• _Leestekst_:
———

4e zondag ‘Veertigdagentijd’
Afscheid en bevestiging ambtsdragers
Voorganger: Ds. Peter den Braanker
Organist: Bert v d Klis
Afscheid nemen:
als diaken: Egbert Maassen van den Brink
als kerkrentmeester: Eef Snijders en Jantje Wassen
Bevestigd worden:
als diaken: Kees Kromhout
als ouderling-kerkrentmeester: Heika Meppelink
Liturgie
Lied van de maand (te zingen voor de dienst): Lied 790
1 Hoog als de hemel de liefde, wijd als het vruchtbare land,
diep als de bodem der zee-en,
sterk als de stormwind haar kracht,
dat zij delen in die zegen, gave van God die liefde is.
2 Werelden schept zij, de liefde, wonder dat ons doet bestaan,
mens van ons maakt door haar volheid,
gloed die ons leven doorstraalt.
Dat zij delen in die zegen, gave van God die liefde is.
3 Dat zij de ander in liefde, samen op weg door de tijd,
ruimte tot groei willen geven, thuis voor elkaar kunnen zijn,
dat zij delen in die zegen, gave van God die liefde is.
Welkom
Aanvangslied (staande): Lied 276: 1 en 2
1 Zomaar een dak boven wat hoofden,
deur die naar stilte openstaat.
Muren van huid, ramen als ogen,
speurend naar hoop en dageraad.
Huis dat een levend lichaam wordt
als wij er binnen gaan,
om recht voor God te staan.
2 Woorden van ver, vallende sterren,
vonken verleden hier gezaaid.
Namen voor Hem, dromen, signalen
diep uit de wereld aangewaaid.
Monden van aarde horen en zien,
onthouden, spreken voort,
Gods vrij en lichtend woord.
Groet:
Voorganger: In de Naam van de Vader en de Zoon
en de Heilige Geest.

———

• _Doel_:
Geef het stuk uit de liturgie van "2 Werelden schept" tot en met "hoop en dageraad." woordelijk weer. De items komen uit een andere bron dan de liturgie.

———

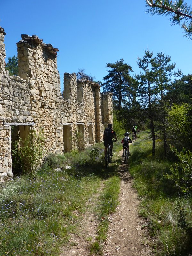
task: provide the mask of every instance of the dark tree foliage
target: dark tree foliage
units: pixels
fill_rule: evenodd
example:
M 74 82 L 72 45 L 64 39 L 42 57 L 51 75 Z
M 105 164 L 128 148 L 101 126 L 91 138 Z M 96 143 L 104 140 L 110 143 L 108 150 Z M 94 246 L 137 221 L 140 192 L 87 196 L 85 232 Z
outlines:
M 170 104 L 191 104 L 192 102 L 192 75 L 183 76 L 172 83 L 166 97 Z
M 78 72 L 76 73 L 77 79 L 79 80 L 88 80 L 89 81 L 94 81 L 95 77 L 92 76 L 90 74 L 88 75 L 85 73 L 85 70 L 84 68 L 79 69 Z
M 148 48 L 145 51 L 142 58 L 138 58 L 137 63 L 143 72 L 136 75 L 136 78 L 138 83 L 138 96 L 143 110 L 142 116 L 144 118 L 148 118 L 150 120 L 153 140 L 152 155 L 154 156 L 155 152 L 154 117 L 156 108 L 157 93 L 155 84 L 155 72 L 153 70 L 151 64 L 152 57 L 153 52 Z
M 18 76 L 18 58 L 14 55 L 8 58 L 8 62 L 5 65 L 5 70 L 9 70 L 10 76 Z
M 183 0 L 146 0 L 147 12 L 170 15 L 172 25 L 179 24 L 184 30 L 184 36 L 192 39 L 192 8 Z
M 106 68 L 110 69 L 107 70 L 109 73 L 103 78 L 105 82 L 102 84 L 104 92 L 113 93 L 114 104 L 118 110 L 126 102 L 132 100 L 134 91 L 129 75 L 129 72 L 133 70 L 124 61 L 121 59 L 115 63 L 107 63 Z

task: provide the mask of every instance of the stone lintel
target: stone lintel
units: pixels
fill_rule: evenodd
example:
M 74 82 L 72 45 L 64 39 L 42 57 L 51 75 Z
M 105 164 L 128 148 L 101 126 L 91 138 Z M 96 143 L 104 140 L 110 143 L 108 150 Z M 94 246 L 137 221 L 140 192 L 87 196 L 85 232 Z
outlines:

———

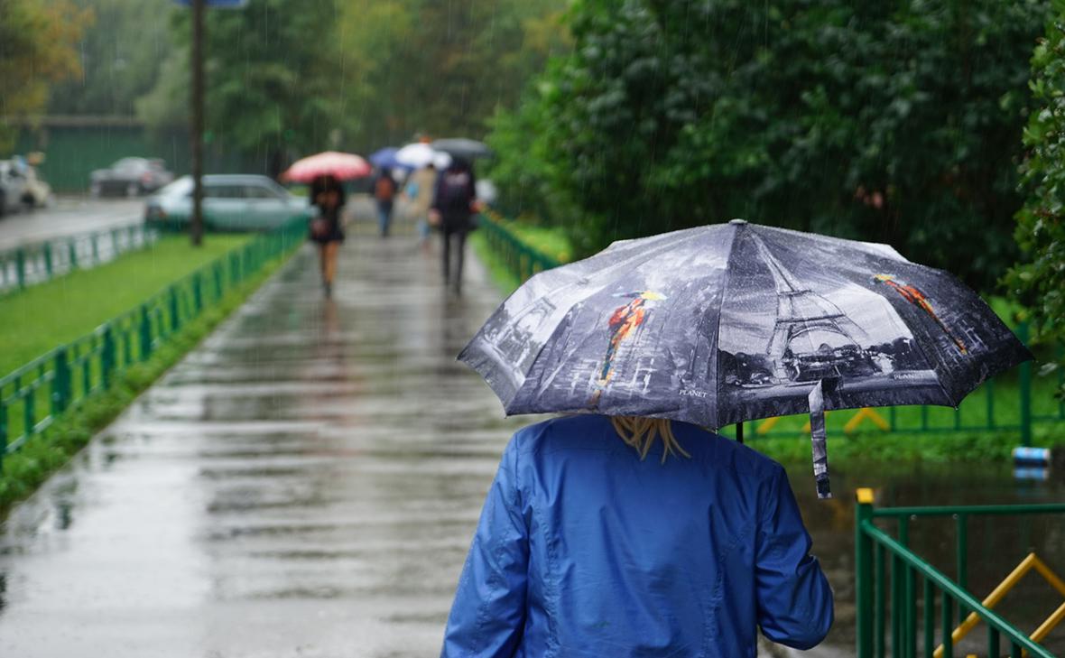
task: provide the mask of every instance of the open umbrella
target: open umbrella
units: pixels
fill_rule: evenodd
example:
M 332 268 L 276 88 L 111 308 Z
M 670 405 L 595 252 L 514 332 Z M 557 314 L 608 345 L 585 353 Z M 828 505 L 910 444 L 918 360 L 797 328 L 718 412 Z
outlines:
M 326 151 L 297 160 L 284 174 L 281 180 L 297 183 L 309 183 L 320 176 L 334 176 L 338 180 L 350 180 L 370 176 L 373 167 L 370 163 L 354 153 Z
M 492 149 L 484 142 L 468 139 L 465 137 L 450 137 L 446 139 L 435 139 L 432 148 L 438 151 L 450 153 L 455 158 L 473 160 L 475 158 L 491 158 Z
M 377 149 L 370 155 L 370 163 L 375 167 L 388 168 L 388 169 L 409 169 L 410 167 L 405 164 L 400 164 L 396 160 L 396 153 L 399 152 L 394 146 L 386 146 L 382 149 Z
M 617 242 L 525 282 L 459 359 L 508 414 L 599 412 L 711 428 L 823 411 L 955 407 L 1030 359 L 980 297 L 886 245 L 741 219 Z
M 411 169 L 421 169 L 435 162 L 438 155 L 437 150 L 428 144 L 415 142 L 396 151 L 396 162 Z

———

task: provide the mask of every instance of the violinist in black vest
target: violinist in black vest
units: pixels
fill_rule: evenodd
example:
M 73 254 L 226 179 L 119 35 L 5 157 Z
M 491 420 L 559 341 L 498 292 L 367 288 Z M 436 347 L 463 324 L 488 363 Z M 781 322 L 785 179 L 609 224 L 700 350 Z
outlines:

———

• _Antwoord_:
2 Werelden schept zij, de liefde, wonder dat ons doet bestaan,
mens van ons maakt door haar volheid,
gloed die ons leven doorstraalt.
Dat zij delen in die zegen, gave van God die liefde is.
3 Dat zij de ander in liefde, samen op weg door de tijd,
ruimte tot groei willen geven, thuis voor elkaar kunnen zijn,
dat zij delen in die zegen, gave van God die liefde is.
Welkom
Aanvangslied (staande): Lied 276: 1 en 2
1 Zomaar een dak boven wat hoofden,
deur die naar stilte openstaat.
Muren van huid, ramen als ogen,
speurend naar hoop en dageraad.